▶ _Work item_: Check each line of the material below for the word "overcast". State how many lines have it, and nothing more.

▶ _Data shown_:
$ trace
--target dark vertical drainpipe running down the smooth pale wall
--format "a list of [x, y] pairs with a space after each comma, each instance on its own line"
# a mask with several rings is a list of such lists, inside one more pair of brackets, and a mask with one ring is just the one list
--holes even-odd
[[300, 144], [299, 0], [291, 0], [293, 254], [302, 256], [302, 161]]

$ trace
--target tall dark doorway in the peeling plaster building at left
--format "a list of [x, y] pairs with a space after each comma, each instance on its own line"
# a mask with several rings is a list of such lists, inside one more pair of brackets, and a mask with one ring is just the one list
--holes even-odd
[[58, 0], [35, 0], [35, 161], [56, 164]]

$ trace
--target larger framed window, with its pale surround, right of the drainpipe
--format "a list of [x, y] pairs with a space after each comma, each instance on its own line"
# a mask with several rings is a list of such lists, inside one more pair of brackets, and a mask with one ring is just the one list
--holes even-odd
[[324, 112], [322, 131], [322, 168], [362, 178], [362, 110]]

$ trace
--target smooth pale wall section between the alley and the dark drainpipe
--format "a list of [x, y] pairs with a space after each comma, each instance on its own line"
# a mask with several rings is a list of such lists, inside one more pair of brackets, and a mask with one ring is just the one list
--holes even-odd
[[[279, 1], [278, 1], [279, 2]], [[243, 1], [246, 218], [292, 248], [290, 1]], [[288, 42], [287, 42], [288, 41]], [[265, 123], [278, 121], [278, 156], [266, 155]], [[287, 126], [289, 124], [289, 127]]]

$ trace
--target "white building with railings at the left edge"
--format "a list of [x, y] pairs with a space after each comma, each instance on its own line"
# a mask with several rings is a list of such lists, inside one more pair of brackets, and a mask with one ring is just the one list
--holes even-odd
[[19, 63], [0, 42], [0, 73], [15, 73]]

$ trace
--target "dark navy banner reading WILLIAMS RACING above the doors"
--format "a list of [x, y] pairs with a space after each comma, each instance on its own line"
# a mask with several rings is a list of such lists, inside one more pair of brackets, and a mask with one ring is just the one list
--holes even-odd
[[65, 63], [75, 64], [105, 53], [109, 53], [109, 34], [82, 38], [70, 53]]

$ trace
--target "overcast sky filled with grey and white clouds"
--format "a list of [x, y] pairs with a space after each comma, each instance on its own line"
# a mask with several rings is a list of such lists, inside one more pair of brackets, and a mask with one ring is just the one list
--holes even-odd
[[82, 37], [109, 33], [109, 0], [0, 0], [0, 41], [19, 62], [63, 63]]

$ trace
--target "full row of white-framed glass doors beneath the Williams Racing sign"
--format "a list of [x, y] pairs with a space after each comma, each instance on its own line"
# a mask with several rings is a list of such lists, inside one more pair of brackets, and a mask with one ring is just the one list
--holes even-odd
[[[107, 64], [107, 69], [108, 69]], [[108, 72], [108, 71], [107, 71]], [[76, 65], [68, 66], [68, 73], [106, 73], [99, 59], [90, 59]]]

...

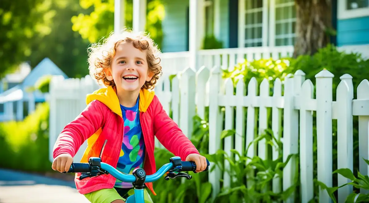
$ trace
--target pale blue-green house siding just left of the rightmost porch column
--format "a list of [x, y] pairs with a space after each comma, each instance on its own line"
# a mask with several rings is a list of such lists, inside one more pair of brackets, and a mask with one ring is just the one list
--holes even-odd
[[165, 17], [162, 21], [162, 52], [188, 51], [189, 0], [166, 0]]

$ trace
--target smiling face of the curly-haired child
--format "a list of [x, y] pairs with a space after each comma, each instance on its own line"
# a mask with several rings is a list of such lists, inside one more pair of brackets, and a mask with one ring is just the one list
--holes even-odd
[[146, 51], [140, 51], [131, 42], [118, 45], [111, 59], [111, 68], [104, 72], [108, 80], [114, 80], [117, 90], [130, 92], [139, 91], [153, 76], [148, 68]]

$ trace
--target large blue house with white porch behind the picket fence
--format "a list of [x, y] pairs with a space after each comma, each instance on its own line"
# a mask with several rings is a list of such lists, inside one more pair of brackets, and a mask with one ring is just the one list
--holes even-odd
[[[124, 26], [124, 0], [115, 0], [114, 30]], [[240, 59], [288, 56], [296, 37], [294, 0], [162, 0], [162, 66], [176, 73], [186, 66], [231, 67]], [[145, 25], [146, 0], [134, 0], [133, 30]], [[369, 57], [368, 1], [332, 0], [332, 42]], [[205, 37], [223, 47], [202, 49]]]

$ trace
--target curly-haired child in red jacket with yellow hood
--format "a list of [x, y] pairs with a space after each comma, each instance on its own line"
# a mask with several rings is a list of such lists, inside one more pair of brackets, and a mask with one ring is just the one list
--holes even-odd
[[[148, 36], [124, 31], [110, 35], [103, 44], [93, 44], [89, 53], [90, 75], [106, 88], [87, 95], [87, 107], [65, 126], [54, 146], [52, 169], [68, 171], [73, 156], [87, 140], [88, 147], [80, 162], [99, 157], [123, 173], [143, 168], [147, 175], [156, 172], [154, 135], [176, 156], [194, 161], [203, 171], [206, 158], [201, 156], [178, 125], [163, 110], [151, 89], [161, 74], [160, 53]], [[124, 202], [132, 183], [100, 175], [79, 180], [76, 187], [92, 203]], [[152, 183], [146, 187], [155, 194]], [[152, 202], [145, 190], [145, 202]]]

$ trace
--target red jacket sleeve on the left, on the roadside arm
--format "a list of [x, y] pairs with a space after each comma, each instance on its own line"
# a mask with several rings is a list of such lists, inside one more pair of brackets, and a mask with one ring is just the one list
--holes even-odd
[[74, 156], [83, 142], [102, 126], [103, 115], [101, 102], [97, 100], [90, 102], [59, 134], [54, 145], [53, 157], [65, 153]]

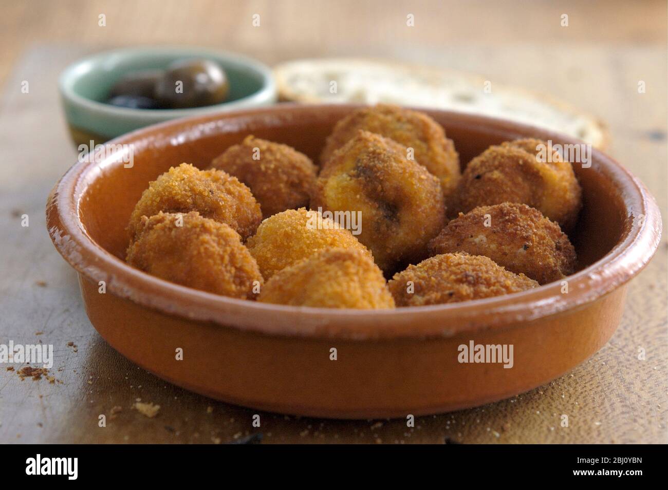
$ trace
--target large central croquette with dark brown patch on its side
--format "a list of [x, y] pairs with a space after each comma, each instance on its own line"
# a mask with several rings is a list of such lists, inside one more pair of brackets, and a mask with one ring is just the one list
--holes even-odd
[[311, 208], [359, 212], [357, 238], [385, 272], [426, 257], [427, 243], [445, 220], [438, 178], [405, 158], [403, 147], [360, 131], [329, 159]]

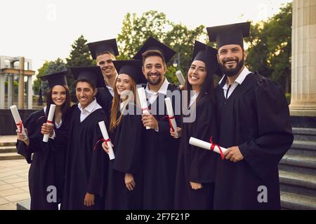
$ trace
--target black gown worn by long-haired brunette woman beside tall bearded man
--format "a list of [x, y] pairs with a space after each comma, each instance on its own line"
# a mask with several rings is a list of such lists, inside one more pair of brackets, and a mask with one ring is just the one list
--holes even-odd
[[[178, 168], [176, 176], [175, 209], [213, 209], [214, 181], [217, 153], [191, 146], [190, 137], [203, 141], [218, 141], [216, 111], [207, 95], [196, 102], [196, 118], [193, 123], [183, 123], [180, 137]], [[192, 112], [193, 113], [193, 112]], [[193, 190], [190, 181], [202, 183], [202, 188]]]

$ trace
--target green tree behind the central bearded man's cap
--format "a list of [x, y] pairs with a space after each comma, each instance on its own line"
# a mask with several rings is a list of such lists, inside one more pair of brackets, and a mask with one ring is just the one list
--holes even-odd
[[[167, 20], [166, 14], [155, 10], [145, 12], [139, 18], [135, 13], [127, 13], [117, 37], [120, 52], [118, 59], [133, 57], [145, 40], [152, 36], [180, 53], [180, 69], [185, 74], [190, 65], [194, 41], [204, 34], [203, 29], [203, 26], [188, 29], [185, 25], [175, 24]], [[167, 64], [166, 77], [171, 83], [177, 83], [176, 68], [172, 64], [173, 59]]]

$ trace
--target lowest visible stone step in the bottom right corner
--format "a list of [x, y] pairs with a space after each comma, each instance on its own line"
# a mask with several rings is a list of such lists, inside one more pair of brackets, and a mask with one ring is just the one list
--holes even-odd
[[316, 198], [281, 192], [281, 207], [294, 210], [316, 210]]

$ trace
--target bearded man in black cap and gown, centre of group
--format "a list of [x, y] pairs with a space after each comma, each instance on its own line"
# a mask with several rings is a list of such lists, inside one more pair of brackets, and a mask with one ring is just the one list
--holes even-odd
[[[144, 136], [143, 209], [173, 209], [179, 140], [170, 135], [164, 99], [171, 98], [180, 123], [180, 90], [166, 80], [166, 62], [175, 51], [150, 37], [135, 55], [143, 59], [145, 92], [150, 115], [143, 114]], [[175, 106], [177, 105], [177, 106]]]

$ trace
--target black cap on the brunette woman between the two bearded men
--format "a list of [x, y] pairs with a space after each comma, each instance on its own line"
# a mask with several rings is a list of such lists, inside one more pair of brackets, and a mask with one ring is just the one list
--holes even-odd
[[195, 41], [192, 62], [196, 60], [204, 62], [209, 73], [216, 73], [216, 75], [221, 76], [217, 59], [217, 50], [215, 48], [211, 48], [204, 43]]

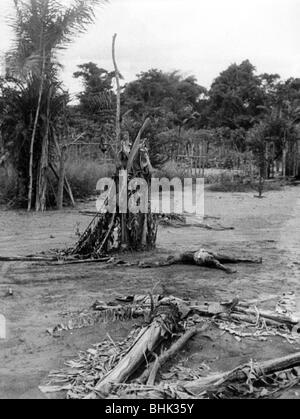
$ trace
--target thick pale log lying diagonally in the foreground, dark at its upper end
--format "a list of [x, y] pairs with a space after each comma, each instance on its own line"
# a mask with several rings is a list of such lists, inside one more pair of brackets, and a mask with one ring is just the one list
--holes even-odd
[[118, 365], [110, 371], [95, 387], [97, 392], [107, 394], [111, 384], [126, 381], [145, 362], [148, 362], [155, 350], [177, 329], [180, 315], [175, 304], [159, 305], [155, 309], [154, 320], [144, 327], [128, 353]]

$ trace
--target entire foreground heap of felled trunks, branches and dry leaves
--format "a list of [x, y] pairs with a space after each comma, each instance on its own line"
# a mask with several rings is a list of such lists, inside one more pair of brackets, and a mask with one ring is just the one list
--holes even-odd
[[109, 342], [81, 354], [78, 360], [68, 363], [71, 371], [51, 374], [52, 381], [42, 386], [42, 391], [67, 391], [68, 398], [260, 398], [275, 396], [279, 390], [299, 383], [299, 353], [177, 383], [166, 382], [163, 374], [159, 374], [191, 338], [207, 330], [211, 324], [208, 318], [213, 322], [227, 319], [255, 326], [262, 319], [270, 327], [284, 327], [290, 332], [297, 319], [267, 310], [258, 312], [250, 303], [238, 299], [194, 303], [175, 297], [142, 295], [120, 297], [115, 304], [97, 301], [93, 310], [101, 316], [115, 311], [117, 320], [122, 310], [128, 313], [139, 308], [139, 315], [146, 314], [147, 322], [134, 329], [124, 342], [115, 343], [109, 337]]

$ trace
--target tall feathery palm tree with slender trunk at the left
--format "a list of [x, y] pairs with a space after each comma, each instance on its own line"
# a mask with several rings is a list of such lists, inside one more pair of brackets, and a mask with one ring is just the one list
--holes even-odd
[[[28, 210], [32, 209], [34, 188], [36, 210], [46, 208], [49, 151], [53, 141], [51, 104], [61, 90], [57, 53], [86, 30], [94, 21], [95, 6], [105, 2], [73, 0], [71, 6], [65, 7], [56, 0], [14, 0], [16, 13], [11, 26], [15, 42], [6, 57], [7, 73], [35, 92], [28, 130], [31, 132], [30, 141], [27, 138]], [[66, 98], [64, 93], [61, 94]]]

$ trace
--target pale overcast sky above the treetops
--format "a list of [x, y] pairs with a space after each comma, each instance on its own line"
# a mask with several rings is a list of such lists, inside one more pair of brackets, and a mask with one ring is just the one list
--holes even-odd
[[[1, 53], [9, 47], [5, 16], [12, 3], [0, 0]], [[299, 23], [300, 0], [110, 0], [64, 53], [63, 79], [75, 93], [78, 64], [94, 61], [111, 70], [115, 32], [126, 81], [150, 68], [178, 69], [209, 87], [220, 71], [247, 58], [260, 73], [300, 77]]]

▶ _Your response_: 2